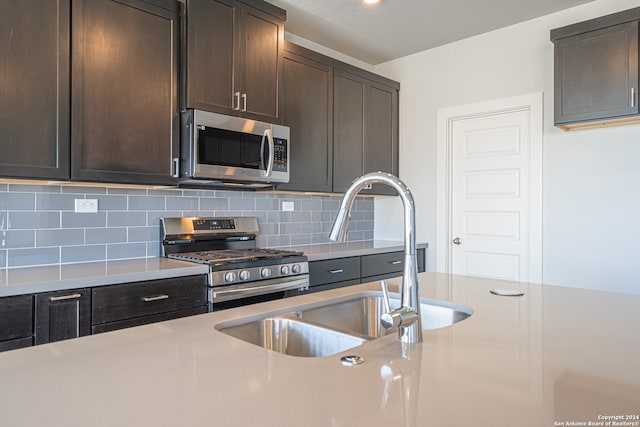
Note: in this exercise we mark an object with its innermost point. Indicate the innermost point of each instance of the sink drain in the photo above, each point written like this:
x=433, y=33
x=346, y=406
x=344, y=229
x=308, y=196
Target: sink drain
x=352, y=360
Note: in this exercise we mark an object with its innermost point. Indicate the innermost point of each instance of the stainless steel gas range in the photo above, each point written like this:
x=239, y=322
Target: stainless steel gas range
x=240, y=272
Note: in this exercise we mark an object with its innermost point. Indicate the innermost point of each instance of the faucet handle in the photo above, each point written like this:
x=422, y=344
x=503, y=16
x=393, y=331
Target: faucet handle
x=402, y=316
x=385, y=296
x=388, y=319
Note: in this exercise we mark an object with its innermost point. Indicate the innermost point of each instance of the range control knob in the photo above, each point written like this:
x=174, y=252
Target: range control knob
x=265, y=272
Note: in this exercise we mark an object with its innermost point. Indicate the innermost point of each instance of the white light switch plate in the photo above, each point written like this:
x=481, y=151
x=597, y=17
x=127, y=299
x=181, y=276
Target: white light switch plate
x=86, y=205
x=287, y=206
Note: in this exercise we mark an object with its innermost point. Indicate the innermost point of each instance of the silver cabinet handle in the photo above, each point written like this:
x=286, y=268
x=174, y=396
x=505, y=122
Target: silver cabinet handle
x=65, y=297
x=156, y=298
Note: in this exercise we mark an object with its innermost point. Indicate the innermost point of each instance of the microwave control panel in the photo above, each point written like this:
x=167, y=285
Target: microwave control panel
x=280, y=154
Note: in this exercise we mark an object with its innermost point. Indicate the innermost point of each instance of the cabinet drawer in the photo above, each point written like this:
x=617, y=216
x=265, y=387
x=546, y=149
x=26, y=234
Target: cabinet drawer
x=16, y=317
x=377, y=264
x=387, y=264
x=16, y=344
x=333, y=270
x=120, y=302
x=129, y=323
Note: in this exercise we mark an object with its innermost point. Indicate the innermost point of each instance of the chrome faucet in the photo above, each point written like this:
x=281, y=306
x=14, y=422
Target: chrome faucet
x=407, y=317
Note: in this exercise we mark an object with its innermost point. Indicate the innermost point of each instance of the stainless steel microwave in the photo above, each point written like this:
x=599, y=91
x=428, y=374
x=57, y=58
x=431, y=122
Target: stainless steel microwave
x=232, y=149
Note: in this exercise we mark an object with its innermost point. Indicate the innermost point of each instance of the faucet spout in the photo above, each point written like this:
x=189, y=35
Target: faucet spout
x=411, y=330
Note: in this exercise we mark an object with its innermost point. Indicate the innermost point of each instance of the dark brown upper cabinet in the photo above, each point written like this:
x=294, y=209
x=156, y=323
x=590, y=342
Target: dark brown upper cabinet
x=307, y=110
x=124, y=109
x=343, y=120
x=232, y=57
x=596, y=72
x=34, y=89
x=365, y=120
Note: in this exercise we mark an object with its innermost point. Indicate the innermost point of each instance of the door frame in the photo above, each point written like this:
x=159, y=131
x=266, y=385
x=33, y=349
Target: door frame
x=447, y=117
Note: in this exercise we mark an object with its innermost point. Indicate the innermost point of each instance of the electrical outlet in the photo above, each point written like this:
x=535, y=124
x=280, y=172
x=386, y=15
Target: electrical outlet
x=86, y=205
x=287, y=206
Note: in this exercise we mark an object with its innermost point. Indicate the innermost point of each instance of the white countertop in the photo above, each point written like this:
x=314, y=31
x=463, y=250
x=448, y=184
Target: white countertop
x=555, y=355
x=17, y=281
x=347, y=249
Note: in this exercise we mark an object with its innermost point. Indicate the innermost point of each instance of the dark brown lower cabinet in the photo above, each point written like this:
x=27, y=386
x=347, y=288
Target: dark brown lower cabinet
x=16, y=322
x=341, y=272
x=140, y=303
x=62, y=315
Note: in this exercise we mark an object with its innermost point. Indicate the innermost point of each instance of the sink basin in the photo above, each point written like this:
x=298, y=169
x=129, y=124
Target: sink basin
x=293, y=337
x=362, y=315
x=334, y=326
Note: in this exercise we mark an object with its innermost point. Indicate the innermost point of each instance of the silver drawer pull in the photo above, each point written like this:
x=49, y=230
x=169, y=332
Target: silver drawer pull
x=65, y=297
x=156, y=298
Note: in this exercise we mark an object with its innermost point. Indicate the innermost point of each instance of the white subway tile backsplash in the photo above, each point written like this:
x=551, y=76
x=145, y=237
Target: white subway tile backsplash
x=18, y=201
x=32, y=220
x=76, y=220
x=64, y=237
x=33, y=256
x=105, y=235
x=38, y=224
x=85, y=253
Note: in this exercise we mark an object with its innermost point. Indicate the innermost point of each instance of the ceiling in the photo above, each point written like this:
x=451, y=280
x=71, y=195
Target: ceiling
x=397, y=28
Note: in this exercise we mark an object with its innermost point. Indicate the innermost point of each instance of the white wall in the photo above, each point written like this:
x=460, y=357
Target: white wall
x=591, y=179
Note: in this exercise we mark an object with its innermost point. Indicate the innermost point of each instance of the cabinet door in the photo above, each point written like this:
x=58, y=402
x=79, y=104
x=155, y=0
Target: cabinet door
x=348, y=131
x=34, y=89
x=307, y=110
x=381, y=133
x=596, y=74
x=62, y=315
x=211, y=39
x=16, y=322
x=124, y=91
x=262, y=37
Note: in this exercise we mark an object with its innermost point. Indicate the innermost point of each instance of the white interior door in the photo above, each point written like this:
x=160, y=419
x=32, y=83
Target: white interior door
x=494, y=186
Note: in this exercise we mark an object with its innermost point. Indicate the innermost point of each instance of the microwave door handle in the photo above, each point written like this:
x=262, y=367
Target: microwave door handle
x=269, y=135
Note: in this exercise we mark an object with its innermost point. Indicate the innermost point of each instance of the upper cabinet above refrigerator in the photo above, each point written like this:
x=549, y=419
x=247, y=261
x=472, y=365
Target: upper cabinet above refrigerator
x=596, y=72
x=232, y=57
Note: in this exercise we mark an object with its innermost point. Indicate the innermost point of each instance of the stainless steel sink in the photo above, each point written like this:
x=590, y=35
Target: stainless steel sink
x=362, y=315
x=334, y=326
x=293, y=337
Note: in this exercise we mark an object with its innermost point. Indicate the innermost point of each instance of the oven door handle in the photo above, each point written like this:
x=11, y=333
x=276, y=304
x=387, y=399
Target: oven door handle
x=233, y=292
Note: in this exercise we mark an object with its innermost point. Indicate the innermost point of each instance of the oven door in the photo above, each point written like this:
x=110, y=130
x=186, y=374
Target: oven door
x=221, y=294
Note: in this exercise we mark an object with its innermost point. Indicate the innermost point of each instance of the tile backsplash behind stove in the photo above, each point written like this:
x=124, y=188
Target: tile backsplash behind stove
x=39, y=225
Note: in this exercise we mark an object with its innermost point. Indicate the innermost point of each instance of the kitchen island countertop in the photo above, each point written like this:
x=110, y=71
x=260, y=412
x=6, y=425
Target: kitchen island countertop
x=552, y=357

* * *

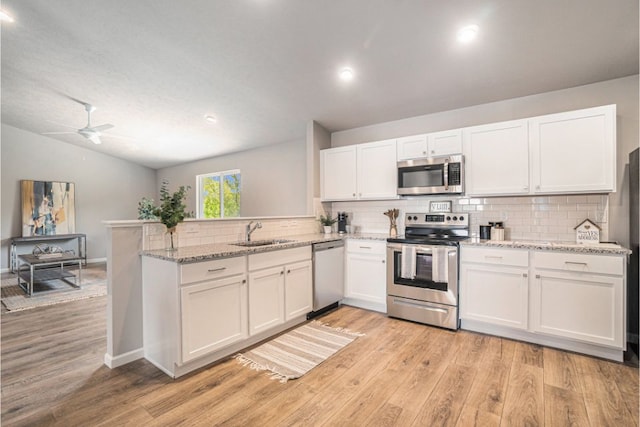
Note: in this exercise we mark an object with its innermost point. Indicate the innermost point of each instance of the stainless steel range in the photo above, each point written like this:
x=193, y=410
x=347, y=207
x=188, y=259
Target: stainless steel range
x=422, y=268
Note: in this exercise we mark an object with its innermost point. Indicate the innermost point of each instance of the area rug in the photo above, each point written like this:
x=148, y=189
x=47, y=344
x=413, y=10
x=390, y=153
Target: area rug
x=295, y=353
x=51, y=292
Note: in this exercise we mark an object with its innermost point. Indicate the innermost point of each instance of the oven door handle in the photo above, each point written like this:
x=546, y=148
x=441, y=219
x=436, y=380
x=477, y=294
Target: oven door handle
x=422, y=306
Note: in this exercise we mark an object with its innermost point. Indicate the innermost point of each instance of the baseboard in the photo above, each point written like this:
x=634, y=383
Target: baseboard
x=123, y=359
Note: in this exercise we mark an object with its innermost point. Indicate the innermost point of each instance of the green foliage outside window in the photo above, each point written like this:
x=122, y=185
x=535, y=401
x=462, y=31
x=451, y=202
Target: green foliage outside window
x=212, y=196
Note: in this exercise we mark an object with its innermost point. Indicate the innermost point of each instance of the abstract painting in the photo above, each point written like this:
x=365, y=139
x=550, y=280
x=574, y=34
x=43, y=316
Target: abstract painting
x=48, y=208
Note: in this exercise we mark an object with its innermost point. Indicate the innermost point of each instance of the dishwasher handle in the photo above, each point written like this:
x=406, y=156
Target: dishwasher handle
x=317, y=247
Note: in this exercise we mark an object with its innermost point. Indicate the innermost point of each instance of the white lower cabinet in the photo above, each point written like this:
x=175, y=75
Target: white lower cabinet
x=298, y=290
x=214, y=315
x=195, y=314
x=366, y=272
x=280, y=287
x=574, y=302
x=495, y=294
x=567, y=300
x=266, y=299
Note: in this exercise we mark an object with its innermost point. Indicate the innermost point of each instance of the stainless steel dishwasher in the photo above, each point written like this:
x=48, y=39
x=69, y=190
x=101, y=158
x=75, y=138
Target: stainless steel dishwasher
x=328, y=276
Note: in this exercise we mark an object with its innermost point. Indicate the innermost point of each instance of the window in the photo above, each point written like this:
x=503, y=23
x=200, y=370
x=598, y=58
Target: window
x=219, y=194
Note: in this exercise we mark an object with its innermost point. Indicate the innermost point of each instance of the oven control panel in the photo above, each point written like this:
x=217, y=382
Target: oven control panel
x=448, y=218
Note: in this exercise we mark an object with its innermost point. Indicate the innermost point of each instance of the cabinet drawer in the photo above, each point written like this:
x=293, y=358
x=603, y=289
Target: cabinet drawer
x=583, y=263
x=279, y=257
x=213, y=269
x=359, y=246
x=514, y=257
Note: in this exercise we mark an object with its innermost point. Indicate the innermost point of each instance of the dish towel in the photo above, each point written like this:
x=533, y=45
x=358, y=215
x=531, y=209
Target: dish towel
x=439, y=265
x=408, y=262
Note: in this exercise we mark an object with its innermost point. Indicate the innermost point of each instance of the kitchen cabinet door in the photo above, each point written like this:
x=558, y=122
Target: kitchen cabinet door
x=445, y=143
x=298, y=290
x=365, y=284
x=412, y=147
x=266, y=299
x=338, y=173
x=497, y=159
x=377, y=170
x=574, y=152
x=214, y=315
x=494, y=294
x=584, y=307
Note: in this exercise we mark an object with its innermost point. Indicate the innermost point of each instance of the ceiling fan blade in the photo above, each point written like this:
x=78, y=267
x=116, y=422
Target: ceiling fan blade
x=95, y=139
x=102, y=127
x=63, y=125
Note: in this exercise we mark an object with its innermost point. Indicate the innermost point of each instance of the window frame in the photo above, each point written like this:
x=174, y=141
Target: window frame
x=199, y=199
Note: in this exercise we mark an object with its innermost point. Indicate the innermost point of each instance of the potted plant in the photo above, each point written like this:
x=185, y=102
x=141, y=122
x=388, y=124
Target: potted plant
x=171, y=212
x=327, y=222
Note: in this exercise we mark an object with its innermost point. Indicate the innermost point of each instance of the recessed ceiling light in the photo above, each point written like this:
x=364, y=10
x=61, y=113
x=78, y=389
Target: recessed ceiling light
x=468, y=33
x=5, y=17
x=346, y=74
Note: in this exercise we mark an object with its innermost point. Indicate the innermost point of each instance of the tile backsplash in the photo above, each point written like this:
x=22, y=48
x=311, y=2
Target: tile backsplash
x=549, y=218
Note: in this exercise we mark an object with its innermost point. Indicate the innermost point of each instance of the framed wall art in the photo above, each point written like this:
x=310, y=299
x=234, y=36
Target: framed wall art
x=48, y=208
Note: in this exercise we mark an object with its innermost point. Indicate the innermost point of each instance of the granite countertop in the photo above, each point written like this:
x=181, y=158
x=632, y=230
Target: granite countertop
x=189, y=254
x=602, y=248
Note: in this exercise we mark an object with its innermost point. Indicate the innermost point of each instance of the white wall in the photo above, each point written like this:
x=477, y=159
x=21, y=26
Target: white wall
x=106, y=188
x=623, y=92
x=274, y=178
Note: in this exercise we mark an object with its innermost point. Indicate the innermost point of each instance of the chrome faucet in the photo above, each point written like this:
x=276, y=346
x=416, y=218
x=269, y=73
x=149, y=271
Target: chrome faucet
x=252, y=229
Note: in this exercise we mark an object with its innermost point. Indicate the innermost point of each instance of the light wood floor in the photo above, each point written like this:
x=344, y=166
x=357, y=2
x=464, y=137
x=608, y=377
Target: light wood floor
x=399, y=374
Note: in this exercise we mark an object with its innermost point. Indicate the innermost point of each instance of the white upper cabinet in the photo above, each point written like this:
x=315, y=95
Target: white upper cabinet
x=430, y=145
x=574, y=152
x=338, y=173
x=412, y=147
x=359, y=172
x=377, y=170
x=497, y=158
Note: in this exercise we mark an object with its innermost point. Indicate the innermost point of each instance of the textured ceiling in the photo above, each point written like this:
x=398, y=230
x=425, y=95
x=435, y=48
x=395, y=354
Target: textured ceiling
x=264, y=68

--

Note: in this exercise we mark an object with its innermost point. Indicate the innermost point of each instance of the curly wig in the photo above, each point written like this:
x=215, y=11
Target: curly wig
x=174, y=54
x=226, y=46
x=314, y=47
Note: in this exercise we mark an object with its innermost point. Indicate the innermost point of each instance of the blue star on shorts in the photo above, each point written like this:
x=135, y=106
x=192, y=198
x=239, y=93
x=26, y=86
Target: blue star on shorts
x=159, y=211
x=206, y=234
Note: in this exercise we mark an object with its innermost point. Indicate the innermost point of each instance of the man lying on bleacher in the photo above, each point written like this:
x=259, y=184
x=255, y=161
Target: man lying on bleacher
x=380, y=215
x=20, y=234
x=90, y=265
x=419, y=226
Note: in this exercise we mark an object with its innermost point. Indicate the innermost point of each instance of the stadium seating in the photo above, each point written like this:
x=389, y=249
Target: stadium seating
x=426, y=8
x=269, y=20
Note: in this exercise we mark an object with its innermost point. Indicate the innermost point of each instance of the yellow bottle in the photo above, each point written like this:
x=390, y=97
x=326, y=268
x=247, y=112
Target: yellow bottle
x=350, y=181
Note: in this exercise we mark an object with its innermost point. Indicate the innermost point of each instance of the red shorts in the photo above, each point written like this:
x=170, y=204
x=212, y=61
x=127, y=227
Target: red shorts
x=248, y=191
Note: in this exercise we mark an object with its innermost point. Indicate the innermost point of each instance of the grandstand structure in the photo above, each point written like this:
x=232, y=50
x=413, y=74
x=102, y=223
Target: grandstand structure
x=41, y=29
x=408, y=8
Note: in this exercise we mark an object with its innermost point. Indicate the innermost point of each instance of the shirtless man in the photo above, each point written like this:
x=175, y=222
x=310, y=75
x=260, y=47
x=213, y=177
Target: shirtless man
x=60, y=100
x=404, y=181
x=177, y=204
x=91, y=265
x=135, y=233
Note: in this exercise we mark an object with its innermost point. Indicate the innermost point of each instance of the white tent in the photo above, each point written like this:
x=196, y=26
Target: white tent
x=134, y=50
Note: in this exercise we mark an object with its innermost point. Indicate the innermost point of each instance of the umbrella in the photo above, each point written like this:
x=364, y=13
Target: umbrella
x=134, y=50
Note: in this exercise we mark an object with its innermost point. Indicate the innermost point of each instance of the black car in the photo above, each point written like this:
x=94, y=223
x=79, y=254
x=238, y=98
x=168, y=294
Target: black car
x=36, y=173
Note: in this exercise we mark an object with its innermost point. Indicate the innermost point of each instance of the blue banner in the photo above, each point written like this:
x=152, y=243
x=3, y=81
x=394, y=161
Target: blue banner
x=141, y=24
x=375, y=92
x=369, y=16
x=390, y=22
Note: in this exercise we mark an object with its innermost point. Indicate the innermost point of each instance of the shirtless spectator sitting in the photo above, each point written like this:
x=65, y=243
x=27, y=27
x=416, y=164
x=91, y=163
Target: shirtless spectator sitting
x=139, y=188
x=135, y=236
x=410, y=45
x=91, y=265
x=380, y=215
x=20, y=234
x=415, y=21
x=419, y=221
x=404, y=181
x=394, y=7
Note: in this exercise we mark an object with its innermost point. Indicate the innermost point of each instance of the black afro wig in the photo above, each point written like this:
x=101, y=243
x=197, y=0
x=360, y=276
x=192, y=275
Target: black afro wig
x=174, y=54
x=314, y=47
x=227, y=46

- _What you are asked to do_
Could you restate, word for word, the lines above from the one with "x=47, y=344" to the one with "x=43, y=316", both included?

- _Task result_
x=47, y=344
x=413, y=10
x=390, y=153
Target: area rug
x=295, y=353
x=51, y=292
Note: in this exercise we mark an object with its innermost point. Indicate the innermost point of each instance of the oven door handle in the photo above, each point written like this:
x=546, y=148
x=441, y=219
x=436, y=380
x=477, y=294
Target: oven door handle
x=422, y=306
Note: in this exercise we mark an object with its innermost point. Indicate the innermost point of each instance of the baseboard in the photo above, each point written like this:
x=634, y=383
Target: baseboard
x=123, y=359
Note: in this exercise we mark an object with its innermost point. Indicate the innermost point of each instance of the green foliage outside window in the photo above, each point written like this:
x=122, y=185
x=535, y=401
x=462, y=31
x=451, y=202
Target: green foliage outside window
x=212, y=196
Note: in this exercise we mark an object with its innermost point. Indicate the innermost point of each instance of the abstract painting in the photo above, each point written like this:
x=365, y=139
x=550, y=280
x=574, y=34
x=43, y=316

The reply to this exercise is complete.